____ Provided information

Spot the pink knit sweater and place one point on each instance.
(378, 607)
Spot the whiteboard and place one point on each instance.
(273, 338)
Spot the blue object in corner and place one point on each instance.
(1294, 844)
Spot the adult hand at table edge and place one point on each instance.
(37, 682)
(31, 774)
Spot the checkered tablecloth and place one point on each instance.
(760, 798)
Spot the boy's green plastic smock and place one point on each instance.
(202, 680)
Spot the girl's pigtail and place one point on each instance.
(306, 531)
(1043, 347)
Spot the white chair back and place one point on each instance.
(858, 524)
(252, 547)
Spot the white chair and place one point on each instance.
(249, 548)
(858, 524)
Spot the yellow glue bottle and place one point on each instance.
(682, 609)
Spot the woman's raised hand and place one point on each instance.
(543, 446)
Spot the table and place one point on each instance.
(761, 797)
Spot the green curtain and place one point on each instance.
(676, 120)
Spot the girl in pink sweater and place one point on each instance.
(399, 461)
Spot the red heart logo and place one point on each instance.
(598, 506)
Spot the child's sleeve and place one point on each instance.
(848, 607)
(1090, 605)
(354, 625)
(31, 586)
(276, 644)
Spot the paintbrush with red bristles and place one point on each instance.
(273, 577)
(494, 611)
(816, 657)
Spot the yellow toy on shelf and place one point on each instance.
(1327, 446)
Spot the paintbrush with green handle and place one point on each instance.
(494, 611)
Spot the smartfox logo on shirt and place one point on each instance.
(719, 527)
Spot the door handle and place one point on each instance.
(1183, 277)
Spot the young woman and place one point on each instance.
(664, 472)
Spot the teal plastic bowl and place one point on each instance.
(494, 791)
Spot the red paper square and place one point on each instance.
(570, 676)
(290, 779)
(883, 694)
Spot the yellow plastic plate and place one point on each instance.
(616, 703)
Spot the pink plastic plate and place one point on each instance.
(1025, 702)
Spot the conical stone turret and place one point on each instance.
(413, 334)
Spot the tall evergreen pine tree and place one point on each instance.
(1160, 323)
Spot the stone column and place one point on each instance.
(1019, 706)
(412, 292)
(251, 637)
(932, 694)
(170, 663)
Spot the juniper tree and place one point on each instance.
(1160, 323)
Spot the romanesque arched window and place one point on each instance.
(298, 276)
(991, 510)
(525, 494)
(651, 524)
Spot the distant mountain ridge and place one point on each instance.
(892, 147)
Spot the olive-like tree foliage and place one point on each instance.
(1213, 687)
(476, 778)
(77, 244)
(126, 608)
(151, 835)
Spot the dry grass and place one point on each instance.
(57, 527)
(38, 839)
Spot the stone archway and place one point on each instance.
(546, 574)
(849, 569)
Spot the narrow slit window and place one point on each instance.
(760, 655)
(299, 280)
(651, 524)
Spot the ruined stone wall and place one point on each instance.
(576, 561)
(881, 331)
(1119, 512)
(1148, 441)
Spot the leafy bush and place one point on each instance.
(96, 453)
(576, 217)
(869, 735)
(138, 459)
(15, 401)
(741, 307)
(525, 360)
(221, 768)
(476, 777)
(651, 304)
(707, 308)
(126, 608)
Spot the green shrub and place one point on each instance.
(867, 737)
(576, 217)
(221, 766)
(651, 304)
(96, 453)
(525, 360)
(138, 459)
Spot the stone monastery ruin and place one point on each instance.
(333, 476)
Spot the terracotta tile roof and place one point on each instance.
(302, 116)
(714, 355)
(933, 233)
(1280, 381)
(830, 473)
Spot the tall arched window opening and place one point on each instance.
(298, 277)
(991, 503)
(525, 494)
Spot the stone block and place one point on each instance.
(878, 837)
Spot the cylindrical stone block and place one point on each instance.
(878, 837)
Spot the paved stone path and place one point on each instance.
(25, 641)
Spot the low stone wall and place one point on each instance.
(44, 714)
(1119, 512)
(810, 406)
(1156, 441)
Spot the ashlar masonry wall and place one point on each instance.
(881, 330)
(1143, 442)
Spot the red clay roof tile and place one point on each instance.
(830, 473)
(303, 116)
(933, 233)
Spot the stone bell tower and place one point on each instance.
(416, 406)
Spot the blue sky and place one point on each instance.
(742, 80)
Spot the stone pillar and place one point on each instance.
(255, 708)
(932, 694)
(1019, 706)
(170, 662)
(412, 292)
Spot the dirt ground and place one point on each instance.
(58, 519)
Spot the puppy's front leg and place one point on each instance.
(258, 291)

________

Arrange every line of the listing above as a Markdown table with the columns Row and Line, numbering the rows in order and omitting blank lines.

| Row | Line |
|---|---|
| 1 | Spot the pink knit sweater and place one point on each instance. |
| 2 | (378, 607) |
| 3 | Spot the whiteboard and place one point on each instance. |
| 4 | (273, 338) |
| 5 | Spot the blue object in corner and place one point on each instance. |
| 6 | (1294, 844) |
| 7 | Spot the adult hand at table edge and place one point on each instance. |
| 8 | (37, 682) |
| 9 | (31, 774) |
| 10 | Spot the checkered tablecloth and place one point on each instance. |
| 11 | (760, 798) |
| 12 | Spot the boy's green plastic smock and place one point on each instance. |
| 13 | (202, 680) |
| 14 | Spot the girl's pigtail and place one point on each instance. |
| 15 | (306, 531) |
| 16 | (1043, 347) |
| 17 | Spot the white chair back and place one point on each instance. |
| 18 | (858, 524) |
| 19 | (252, 547) |
| 20 | Spot the white chair and place one point on each instance. |
| 21 | (249, 548) |
| 22 | (858, 524) |
| 23 | Spot the yellow glue bottle and place one point on each instance. |
| 24 | (682, 609) |
| 25 | Spot the woman's raised hand and place one point on each instance. |
| 26 | (543, 446) |
| 27 | Spot the table and place one point on each instance. |
| 28 | (761, 797) |
| 29 | Spot the green curtain and place one point on each instance. |
| 30 | (676, 120) |
| 31 | Spot the girl in pink sweater and place one point on each instance. |
| 32 | (399, 461) |
| 33 | Spot the red heart logo and place one point on each instance. |
| 34 | (598, 506) |
| 35 | Spot the child's sleeve and place one point on each instance. |
| 36 | (848, 607) |
| 37 | (1090, 605) |
| 38 | (354, 625) |
| 39 | (31, 586) |
| 40 | (276, 644) |
| 41 | Spot the paintbrush with red bristles and place one point on each instance. |
| 42 | (273, 577) |
| 43 | (494, 611) |
| 44 | (816, 657) |
| 45 | Spot the yellow toy on shelf and place one point on each instance. |
| 46 | (1327, 446) |
| 47 | Spot the paintbrush with green handle and place one point on each instance. |
| 48 | (494, 611) |
| 49 | Spot the smartfox logo on shirt and place one point on each instance. |
| 50 | (719, 527) |
| 51 | Spot the door handle and place one point on each instance. |
| 52 | (1183, 277) |
| 53 | Spot the young woman and place one point on each instance. |
| 54 | (664, 472) |
| 55 | Spot the teal plastic bowl and place one point on each instance. |
| 56 | (494, 791) |
| 57 | Spot the red paper square and place one point on each instance. |
| 58 | (570, 676) |
| 59 | (290, 779) |
| 60 | (883, 694) |
| 61 | Spot the yellow plastic plate and place one point on each instance. |
| 62 | (616, 703) |
| 63 | Spot the pink plastic plate and place one point on each instance. |
| 64 | (1025, 702) |
| 65 | Spot the conical stone turret and place one point on each instance. |
| 66 | (413, 334) |
| 67 | Spot the tall evergreen pine tree and place one point on each instance. |
| 68 | (1160, 323) |
| 69 | Spot the stone column and place one point on each instance. |
| 70 | (1019, 706) |
| 71 | (412, 292) |
| 72 | (251, 637) |
| 73 | (932, 694) |
| 74 | (170, 663) |
| 75 | Spot the juniper tree and place one point on each instance. |
| 76 | (1160, 323) |
| 77 | Spot the romanesque arched window and place one point on each instance. |
| 78 | (298, 276) |
| 79 | (991, 510) |
| 80 | (525, 494) |
| 81 | (651, 524) |
| 82 | Spot the distant mountain ridge and place one point on each instance. |
| 83 | (892, 147) |
| 84 | Spot the olive-like tree foliage and place one point on each instance. |
| 85 | (1213, 687) |
| 86 | (476, 778) |
| 87 | (77, 244) |
| 88 | (126, 608) |
| 89 | (151, 835) |
| 90 | Spot the dry grass and place one point on each instance. |
| 91 | (57, 527) |
| 92 | (38, 839) |
| 93 | Spot the stone archway and place one point on each instance. |
| 94 | (546, 574) |
| 95 | (849, 569) |
| 96 | Spot the narrow slit window and place one point on each instance. |
| 97 | (760, 655) |
| 98 | (299, 280) |
| 99 | (651, 524) |
| 100 | Spot the ruined stone wall and place one point on each instance. |
| 101 | (576, 561) |
| 102 | (881, 331) |
| 103 | (1119, 512) |
| 104 | (1148, 441) |
| 105 | Spot the leafy bush and place one point on each instance. |
| 106 | (96, 453) |
| 107 | (576, 217) |
| 108 | (869, 735) |
| 109 | (138, 459) |
| 110 | (15, 401) |
| 111 | (741, 307) |
| 112 | (525, 360) |
| 113 | (221, 768) |
| 114 | (476, 777) |
| 115 | (651, 304) |
| 116 | (707, 308) |
| 117 | (126, 608) |
| 118 | Spot the green shrub and place one point on each instance. |
| 119 | (867, 737) |
| 120 | (576, 217) |
| 121 | (221, 766) |
| 122 | (651, 304) |
| 123 | (96, 453) |
| 124 | (525, 360) |
| 125 | (138, 459) |
| 126 | Spot the stone monastery ruin and place one point on each instance. |
| 127 | (333, 476) |
| 128 | Spot the terracotta tile roof and place one point on each instance. |
| 129 | (302, 116) |
| 130 | (714, 355) |
| 131 | (933, 233) |
| 132 | (1280, 381) |
| 133 | (830, 473) |
| 134 | Spot the tall arched window opening and place one point on each instance. |
| 135 | (298, 277) |
| 136 | (991, 503) |
| 137 | (525, 494) |
| 138 | Spot the stone block and place one point on each instance. |
| 139 | (878, 837) |
| 140 | Spot the cylindrical stone block and place one point on each instance. |
| 141 | (878, 837) |
| 142 | Spot the paved stone path and place one point on each instance. |
| 143 | (25, 641) |
| 144 | Spot the low stone wall and place one point on each instance. |
| 145 | (44, 714) |
| 146 | (1119, 512) |
| 147 | (810, 406) |
| 148 | (1156, 441) |
| 149 | Spot the ashlar masonry wall and place one point on each instance. |
| 150 | (881, 330) |
| 151 | (1143, 442) |
| 152 | Spot the red clay roof tile and place one point on each instance. |
| 153 | (830, 473) |
| 154 | (303, 116) |
| 155 | (933, 233) |
| 156 | Spot the stone bell tower and place one point on each instance. |
| 157 | (416, 406) |
| 158 | Spot the blue sky and place one point on each instance. |
| 159 | (742, 80) |
| 160 | Spot the stone pillar and place one point on each instance. |
| 161 | (255, 708) |
| 162 | (932, 694) |
| 163 | (1019, 706) |
| 164 | (170, 662) |
| 165 | (412, 292) |
| 166 | Spot the dirt ground and place one point on each instance. |
| 167 | (58, 519) |
| 168 | Spot the puppy's front leg and place one point on each instance. |
| 169 | (258, 291) |